== PROVIDED RECORDS ==

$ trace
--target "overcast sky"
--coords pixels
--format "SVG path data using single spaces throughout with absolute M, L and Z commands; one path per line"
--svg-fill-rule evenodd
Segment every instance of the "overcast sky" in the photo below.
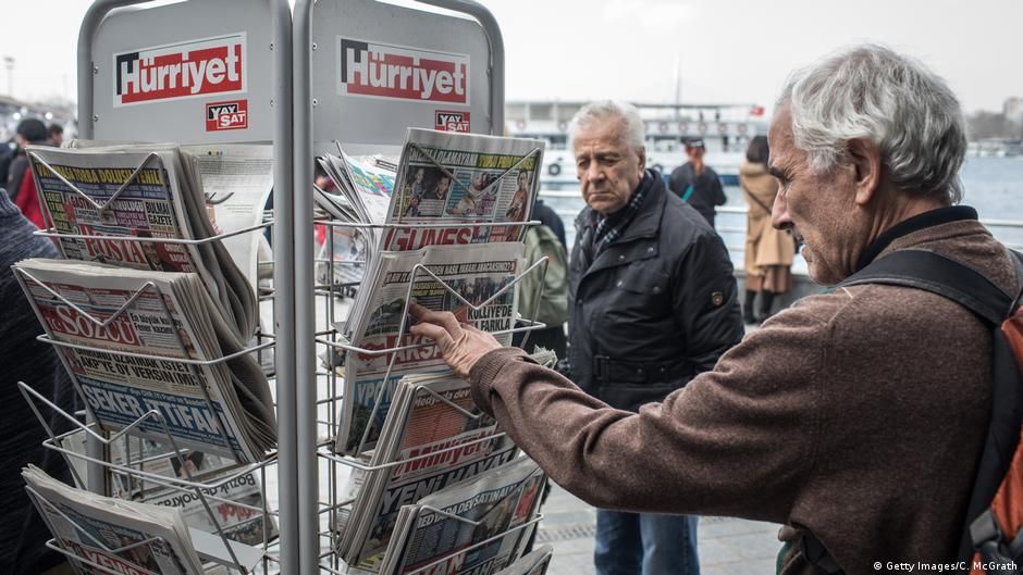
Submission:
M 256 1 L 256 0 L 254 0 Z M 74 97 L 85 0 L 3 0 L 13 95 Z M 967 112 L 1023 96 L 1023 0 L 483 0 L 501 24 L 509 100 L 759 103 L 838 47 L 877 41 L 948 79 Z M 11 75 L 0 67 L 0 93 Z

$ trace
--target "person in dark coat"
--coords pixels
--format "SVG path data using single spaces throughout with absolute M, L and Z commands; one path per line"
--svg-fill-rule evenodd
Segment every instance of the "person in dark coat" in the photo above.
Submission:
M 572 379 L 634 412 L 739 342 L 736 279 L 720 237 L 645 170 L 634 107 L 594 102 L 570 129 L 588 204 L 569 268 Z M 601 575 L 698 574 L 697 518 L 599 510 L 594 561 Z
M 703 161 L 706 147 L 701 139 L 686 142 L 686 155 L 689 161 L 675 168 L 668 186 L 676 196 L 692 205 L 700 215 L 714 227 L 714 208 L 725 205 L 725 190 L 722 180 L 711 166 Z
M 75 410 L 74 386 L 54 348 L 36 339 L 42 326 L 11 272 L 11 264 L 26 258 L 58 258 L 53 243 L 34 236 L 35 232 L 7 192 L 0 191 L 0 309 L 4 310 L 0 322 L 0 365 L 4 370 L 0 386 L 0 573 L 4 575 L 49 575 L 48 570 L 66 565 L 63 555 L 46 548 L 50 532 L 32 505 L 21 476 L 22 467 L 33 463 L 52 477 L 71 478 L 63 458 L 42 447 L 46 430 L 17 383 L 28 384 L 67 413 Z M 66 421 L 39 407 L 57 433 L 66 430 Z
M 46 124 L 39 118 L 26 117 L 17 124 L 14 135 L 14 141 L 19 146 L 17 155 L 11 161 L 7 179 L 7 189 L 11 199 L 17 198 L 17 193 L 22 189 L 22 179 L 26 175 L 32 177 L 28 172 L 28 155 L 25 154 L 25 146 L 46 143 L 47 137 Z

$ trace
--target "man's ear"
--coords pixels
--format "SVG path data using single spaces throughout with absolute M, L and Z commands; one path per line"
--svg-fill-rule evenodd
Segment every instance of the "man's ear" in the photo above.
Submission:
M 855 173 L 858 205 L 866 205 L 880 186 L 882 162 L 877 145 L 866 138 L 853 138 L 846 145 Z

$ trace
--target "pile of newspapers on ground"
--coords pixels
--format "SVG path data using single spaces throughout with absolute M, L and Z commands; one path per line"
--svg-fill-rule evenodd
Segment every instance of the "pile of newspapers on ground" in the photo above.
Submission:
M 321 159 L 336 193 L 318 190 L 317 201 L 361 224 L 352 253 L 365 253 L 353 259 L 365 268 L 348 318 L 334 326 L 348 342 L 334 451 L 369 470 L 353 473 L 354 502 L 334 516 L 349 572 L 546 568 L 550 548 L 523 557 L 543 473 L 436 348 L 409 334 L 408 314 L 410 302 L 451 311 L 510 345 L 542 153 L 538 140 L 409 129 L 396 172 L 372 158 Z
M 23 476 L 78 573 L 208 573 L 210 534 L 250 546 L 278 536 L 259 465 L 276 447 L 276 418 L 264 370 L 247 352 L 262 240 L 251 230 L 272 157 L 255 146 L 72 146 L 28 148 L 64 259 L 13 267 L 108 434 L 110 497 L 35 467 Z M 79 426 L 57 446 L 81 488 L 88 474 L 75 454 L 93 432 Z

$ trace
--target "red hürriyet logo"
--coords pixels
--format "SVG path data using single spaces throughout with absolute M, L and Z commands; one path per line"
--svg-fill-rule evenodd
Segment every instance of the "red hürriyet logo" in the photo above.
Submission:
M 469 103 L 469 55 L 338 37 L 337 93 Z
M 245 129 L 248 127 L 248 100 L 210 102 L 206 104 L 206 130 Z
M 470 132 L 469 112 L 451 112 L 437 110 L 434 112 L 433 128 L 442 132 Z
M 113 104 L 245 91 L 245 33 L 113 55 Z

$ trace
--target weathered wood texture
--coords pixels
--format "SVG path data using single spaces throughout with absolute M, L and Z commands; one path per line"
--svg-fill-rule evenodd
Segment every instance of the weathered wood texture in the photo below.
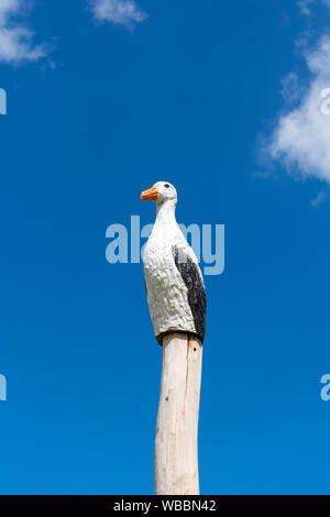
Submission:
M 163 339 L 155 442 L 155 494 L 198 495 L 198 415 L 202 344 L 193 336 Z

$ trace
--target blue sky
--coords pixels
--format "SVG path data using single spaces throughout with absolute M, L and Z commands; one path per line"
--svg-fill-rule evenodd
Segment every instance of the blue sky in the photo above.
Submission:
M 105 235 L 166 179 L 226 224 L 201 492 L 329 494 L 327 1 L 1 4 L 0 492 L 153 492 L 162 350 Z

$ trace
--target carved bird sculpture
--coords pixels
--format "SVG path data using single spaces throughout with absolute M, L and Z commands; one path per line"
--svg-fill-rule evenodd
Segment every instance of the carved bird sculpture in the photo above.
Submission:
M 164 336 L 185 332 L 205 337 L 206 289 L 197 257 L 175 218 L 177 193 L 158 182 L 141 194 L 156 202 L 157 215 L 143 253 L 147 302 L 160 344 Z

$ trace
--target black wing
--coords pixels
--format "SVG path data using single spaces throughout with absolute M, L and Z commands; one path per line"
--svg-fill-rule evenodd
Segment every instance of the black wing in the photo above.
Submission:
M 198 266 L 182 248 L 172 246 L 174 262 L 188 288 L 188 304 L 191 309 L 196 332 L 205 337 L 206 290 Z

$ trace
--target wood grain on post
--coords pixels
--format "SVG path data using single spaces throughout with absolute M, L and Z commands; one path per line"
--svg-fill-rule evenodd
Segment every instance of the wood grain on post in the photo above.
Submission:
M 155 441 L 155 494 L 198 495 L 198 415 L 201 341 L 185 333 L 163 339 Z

===

◆ **EXERCISE INSTRUCTIONS**: Copy all of the records above line for line, without any changes, and leave the pictures out.

◆ **TASK SOLUTION**:
$ trace
--target "overcast sky"
--coords pixels
--format "SVG path data using single spaces throughout with absolute M, L and Z commands; one path per line"
--svg-fill-rule evenodd
Segment every instance of the "overcast sky" in the photo below.
Submission:
M 256 1 L 256 0 L 254 0 Z M 74 97 L 85 0 L 3 0 L 13 95 Z M 967 112 L 1023 96 L 1023 0 L 483 0 L 501 24 L 509 100 L 759 103 L 838 47 L 877 41 L 948 79 Z M 11 75 L 0 67 L 0 93 Z

$ trace
--target "person in dark coat"
--coords pixels
--format "SVG path data using single spaces throughout with absolute M, L and Z commands; one path per line"
--svg-fill-rule evenodd
Segment every instance of the "person in dark coat" in the photo above.
Submission:
M 572 379 L 634 412 L 739 342 L 736 279 L 720 237 L 645 170 L 634 107 L 594 102 L 570 129 L 588 204 L 569 268 Z M 601 575 L 698 574 L 697 518 L 599 510 L 594 561 Z
M 703 161 L 706 147 L 701 139 L 686 142 L 686 155 L 689 161 L 675 168 L 668 186 L 676 196 L 692 205 L 700 215 L 714 227 L 714 208 L 725 205 L 725 190 L 722 180 L 711 166 Z
M 75 410 L 74 386 L 54 348 L 36 339 L 42 326 L 11 272 L 11 264 L 26 258 L 58 258 L 53 243 L 34 236 L 35 232 L 7 192 L 0 191 L 0 309 L 4 310 L 0 322 L 0 365 L 4 370 L 0 386 L 0 573 L 4 575 L 49 575 L 48 570 L 66 565 L 63 555 L 46 548 L 50 532 L 32 505 L 21 476 L 22 467 L 33 463 L 52 477 L 71 478 L 63 458 L 42 447 L 46 430 L 17 383 L 28 384 L 67 413 Z M 66 421 L 39 407 L 57 433 L 66 430 Z
M 46 124 L 39 118 L 26 117 L 17 124 L 14 135 L 14 141 L 19 146 L 17 155 L 11 161 L 7 179 L 7 189 L 11 199 L 17 198 L 17 193 L 22 189 L 22 179 L 26 175 L 32 177 L 28 172 L 28 155 L 25 154 L 25 146 L 46 143 L 47 137 Z

$ trace
--target "man's ear"
--coords pixels
--format "SVG path data using single spaces throughout with absolute M, L and Z commands; one path per line"
--svg-fill-rule evenodd
Segment every instance of the "man's ear" in the photo above.
Submission:
M 855 173 L 858 205 L 866 205 L 880 186 L 882 162 L 877 145 L 866 138 L 853 138 L 846 145 Z

$ trace
--target "pile of newspapers on ground"
--coords pixels
--format "SVG path data using single spaces throughout with absolute M, L and Z commands; one path per line"
--svg-fill-rule evenodd
Segment every instance of the "pile of newspapers on ground" in the photo above.
Submission:
M 321 159 L 336 193 L 318 190 L 317 201 L 361 224 L 352 253 L 365 253 L 353 259 L 365 268 L 348 318 L 334 326 L 348 342 L 334 451 L 369 470 L 353 473 L 354 502 L 334 516 L 349 572 L 546 568 L 550 548 L 523 557 L 543 473 L 436 348 L 409 334 L 408 314 L 410 302 L 451 311 L 510 345 L 542 153 L 538 140 L 409 129 L 396 172 L 372 158 Z
M 23 476 L 78 573 L 208 573 L 210 534 L 250 546 L 278 536 L 259 465 L 276 447 L 276 418 L 264 370 L 247 352 L 262 240 L 251 230 L 272 157 L 255 146 L 72 146 L 28 148 L 64 259 L 13 267 L 108 434 L 110 497 L 35 467 Z M 79 426 L 57 446 L 81 488 L 88 474 L 75 454 L 93 432 Z

$ trace
--target "red hürriyet logo"
--coords pixels
--format "SVG path data using single spaces throughout with absolute M, L and Z commands; one path per line"
--svg-fill-rule evenodd
Segment every instance of the "red hürriyet logo" in the photo above.
Submission:
M 469 103 L 469 55 L 338 37 L 337 93 Z
M 245 129 L 248 127 L 248 100 L 210 102 L 206 104 L 206 130 Z
M 470 132 L 469 112 L 451 112 L 437 110 L 434 112 L 433 128 L 442 132 Z
M 113 104 L 245 91 L 245 33 L 113 55 Z

$ trace
--target weathered wood texture
--coords pixels
--format "SVG path data using single spaces throughout with absolute M, L and Z commands; one path per line"
--svg-fill-rule evenodd
Segment every instance of the weathered wood texture in the photo below.
Submission:
M 163 339 L 155 442 L 155 494 L 198 495 L 198 415 L 202 344 L 193 336 Z

$ trace
--target blue sky
--coords pixels
--format "SVG path data using single spaces throughout with absolute M, L and Z commands; one path per line"
--svg-fill-rule evenodd
Segment every instance of the blue sky in the photo above.
Submission:
M 105 235 L 166 179 L 226 224 L 201 492 L 329 494 L 327 1 L 1 4 L 0 492 L 153 492 L 162 350 Z

$ trace
--target carved bird sculpture
--coords pixels
--format "SVG path data using single spaces throughout with absolute M, L and Z commands; one path per line"
--svg-fill-rule evenodd
Segment every instance of the carved bird sculpture in the photo above.
Submission:
M 164 336 L 185 332 L 205 337 L 206 289 L 197 257 L 175 218 L 177 193 L 158 182 L 141 194 L 156 202 L 157 215 L 143 253 L 147 302 L 160 344 Z

$ trace
--target black wing
--coords pixels
--format "SVG path data using single spaces throughout with absolute M, L and Z commands; one path per line"
--svg-fill-rule evenodd
Segment every instance of the black wing in the photo above.
Submission:
M 198 266 L 182 248 L 172 246 L 174 262 L 188 288 L 188 304 L 191 309 L 196 332 L 205 337 L 206 290 Z

$ trace
--target wood grain on post
--coords pixels
--format "SVG path data using single spaces throughout with absolute M, L and Z commands; one path per line"
--svg-fill-rule evenodd
Segment every instance of the wood grain on post in the photo above.
Submission:
M 155 441 L 155 494 L 198 495 L 198 415 L 201 341 L 185 333 L 163 339 Z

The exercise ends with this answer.